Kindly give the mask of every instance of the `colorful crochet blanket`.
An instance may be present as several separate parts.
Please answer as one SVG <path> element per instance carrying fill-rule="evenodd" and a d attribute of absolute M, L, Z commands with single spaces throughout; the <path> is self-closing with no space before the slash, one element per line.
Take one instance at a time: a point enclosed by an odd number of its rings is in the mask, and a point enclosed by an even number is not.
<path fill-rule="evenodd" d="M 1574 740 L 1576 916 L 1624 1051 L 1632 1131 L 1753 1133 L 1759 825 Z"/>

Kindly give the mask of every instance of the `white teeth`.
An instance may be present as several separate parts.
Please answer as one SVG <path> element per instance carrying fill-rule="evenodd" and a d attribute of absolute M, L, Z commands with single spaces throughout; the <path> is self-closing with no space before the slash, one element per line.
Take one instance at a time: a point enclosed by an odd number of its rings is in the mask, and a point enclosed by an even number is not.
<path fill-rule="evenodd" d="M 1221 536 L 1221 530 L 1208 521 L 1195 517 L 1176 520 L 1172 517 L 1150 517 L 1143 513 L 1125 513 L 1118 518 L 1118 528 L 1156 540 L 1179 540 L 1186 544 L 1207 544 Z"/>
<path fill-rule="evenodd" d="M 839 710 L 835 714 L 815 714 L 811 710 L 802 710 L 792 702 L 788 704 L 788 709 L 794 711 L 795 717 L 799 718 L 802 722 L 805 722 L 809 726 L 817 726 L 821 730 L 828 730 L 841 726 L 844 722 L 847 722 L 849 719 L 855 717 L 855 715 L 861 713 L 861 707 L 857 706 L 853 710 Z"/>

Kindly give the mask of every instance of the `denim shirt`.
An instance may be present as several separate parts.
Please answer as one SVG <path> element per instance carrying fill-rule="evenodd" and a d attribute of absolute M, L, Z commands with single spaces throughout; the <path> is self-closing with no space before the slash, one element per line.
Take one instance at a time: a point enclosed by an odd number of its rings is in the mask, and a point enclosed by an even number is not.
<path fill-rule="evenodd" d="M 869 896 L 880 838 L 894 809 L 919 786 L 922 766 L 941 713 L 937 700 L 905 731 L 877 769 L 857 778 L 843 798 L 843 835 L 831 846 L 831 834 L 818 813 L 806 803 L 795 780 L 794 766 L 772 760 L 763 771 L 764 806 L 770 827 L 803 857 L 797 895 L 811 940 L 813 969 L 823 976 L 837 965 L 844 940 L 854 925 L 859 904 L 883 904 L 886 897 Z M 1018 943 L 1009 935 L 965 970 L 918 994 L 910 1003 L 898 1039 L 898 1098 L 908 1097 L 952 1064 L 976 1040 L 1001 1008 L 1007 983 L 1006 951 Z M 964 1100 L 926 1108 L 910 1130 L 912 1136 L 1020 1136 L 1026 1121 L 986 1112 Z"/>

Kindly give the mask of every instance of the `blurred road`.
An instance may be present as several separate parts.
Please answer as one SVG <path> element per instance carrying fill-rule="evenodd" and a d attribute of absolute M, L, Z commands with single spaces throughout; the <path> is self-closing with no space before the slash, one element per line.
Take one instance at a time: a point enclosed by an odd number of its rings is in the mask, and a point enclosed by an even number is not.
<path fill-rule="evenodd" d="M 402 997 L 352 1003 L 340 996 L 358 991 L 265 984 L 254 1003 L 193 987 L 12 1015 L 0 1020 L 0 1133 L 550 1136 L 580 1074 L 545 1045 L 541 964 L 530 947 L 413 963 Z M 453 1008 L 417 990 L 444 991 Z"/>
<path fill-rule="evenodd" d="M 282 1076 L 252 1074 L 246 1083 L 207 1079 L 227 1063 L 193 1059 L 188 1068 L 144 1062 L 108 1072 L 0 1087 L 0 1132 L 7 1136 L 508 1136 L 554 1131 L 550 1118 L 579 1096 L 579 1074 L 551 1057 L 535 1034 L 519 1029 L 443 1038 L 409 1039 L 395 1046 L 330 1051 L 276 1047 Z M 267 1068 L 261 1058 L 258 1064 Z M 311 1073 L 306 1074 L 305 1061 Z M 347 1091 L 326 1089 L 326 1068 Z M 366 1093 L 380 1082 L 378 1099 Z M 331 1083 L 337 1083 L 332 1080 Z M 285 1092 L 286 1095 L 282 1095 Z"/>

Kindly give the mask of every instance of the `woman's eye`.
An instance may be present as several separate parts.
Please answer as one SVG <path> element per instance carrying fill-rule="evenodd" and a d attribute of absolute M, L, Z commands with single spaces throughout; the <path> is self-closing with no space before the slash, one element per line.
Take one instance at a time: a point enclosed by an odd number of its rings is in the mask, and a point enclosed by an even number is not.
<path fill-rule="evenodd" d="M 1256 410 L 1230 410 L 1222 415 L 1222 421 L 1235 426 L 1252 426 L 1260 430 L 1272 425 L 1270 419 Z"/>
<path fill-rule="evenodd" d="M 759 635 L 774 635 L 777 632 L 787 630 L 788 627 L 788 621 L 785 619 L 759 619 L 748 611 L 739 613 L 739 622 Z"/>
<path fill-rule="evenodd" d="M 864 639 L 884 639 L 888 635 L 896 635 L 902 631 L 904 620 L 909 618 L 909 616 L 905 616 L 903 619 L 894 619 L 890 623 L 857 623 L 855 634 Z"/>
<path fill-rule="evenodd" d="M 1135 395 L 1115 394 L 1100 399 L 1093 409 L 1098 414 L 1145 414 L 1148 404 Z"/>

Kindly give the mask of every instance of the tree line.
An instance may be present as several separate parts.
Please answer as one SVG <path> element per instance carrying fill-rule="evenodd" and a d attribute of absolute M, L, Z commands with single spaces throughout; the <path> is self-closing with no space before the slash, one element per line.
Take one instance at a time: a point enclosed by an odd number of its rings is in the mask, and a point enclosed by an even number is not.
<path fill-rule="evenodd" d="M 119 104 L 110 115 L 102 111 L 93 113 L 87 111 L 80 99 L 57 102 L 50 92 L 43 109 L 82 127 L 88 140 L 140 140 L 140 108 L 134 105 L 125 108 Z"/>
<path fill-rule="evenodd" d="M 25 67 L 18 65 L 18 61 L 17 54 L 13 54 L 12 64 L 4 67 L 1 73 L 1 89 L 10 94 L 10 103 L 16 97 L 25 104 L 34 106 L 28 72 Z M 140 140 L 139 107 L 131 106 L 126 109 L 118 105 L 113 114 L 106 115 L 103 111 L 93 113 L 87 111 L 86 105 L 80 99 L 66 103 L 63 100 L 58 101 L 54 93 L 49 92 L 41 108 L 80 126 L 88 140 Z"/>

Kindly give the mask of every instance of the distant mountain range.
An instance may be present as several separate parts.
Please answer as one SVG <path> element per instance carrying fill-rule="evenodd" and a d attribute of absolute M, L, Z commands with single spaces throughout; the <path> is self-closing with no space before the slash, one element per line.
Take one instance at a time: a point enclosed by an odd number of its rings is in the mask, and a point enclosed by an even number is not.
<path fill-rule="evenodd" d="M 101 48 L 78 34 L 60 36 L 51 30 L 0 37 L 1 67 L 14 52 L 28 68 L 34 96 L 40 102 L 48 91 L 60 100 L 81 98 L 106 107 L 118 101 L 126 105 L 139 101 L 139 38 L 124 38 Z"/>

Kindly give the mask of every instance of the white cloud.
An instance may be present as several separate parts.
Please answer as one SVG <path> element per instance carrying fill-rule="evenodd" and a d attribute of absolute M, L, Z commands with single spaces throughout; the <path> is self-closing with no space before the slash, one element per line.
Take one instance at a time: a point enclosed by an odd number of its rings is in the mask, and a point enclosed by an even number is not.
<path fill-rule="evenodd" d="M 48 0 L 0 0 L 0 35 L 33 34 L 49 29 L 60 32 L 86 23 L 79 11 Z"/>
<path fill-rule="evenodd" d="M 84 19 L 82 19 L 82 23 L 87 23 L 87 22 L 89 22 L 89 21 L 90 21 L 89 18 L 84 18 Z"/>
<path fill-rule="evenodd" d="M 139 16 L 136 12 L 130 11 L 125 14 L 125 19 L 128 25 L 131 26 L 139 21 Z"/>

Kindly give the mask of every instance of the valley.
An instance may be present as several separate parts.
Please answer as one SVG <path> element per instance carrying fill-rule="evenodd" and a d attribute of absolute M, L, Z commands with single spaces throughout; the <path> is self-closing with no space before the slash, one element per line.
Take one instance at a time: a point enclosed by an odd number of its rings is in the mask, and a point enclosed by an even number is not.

★ ★ ★ ★

REQUIREMENT>
In the entries above, identify every line with the word "give". Copy those lines.

WRITTEN RESPONSE>
Kindly give the mask of every instance of the `colorful crochet blanket`.
Kindly give the mask of every instance of the `white teeth`.
Kindly give the mask of every instance of the `denim shirt`.
Kindly give the mask of every instance of the `blurred road`.
Kindly give the mask of every instance of the `woman's eye`.
Kindly give the mask of every instance of the tree line.
Kindly give the mask of every instance of the distant mountain range.
Kindly give the mask of every instance of the white cloud.
Kindly give the mask of every instance of the valley.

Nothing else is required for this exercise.